What the task asks: Please pick out each line in the records below that contains the string "blue". Case counts.

========================

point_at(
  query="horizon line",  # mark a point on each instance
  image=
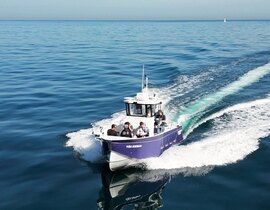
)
(139, 20)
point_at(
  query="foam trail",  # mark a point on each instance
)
(190, 113)
(233, 137)
(85, 143)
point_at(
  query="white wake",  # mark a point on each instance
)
(236, 133)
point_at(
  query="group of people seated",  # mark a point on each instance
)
(128, 131)
(142, 130)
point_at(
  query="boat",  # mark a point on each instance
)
(123, 152)
(131, 189)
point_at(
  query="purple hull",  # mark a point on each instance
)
(147, 147)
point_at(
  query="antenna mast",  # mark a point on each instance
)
(143, 78)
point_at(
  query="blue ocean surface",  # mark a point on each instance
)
(59, 79)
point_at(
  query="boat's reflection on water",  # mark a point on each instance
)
(131, 189)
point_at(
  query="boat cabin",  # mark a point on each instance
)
(142, 108)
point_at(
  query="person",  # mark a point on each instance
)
(128, 130)
(160, 121)
(112, 131)
(142, 131)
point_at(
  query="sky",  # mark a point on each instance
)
(134, 9)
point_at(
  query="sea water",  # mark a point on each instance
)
(59, 80)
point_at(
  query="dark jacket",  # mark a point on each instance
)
(111, 132)
(126, 133)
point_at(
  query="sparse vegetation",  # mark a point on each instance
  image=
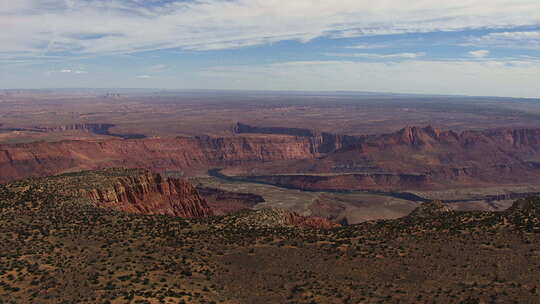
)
(57, 248)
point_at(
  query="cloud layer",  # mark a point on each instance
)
(45, 27)
(467, 77)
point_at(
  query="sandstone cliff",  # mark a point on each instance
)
(281, 217)
(182, 154)
(137, 191)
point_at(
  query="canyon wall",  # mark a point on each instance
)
(182, 154)
(322, 142)
(146, 193)
(411, 158)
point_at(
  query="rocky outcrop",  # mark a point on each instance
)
(346, 182)
(282, 217)
(225, 202)
(146, 193)
(430, 209)
(167, 154)
(322, 142)
(412, 158)
(85, 127)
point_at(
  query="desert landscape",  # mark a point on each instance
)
(272, 152)
(474, 160)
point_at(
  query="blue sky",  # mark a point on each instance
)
(470, 47)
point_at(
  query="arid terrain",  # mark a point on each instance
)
(343, 156)
(88, 238)
(238, 197)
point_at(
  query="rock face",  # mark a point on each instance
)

========================

Written response:
  query="blue ocean surface",  # mark a point on each instance
  query="blue sky",  # mark a point on each instance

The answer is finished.